O que você fará:
Extraia, sem alterações, do texto sobre paciência no surfe a parte que começa nas palavras "Vale pensar que" e termina em "compensarão os ruins.".

Trecho citado:

7) Paciência e perseverança
Há momentos em que o surfista assistirá a outros aproveitando as melhores ondas, o que pode ser uma situação bastante angustiante e até irritante enquanto ele não consegue a sua. Pior ainda é conseguir uma boa onda, cair ou não conseguir surfar bem.
Não é raro querer desistir e encerrar a sessão, mas com experiência e perseverança será mais fácil lidar com situações assim. É preciso trabalhar a paciência e, aos poucos, posicionar-se melhor ou até mesmo buscar um outro local para surfar antes de desistir.
Vale pensar que nem todos os dias estamos bem. Outras vezes, é só uma questão de sorte. Nem sempre será questão de habilidade ou experiência, e a qualquer momento a sua sorte pode mudar. Esteja relaxado para aproveitar, lembrando que dias bons compensarão os ruins.

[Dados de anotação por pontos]
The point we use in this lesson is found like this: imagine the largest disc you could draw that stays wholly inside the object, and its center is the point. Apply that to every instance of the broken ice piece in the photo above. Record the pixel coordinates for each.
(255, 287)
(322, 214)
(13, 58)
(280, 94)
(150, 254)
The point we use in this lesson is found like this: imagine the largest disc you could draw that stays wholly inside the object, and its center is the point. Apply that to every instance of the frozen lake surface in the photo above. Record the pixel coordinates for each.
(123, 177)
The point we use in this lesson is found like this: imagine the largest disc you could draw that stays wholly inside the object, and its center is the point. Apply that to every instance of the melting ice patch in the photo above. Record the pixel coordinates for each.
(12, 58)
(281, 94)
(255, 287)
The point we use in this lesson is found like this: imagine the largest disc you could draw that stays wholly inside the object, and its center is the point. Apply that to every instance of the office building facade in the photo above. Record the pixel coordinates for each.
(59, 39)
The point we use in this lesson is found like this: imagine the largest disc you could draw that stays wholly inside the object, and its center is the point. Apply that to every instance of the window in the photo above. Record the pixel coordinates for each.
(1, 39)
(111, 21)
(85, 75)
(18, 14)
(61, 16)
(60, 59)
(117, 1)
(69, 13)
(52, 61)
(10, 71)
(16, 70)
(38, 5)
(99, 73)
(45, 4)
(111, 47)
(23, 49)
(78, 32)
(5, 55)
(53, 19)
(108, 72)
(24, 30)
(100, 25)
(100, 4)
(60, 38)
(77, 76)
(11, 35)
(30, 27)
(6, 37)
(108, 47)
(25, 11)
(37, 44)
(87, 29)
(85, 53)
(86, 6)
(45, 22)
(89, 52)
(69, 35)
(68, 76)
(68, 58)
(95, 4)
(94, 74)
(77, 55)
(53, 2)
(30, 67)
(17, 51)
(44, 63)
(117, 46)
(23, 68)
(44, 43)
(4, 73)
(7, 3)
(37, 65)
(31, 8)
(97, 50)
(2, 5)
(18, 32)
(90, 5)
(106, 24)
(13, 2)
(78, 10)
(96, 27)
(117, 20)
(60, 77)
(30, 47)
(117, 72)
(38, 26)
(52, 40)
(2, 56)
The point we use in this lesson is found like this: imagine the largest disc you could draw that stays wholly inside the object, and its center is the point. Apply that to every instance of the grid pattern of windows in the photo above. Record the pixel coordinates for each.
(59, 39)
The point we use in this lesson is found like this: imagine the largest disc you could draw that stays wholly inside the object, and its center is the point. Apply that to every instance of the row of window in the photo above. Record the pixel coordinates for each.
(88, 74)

Resultado da tarefa:
Vale pensar que nem todos os dias estamos bem. Outras vezes, é só uma questão de sorte. Nem sempre será questão de habilidade ou experiência, e a qualquer momento a sua sorte pode mudar. Esteja relaxado para aproveitar, lembrando que dias bons compensarão os ruins.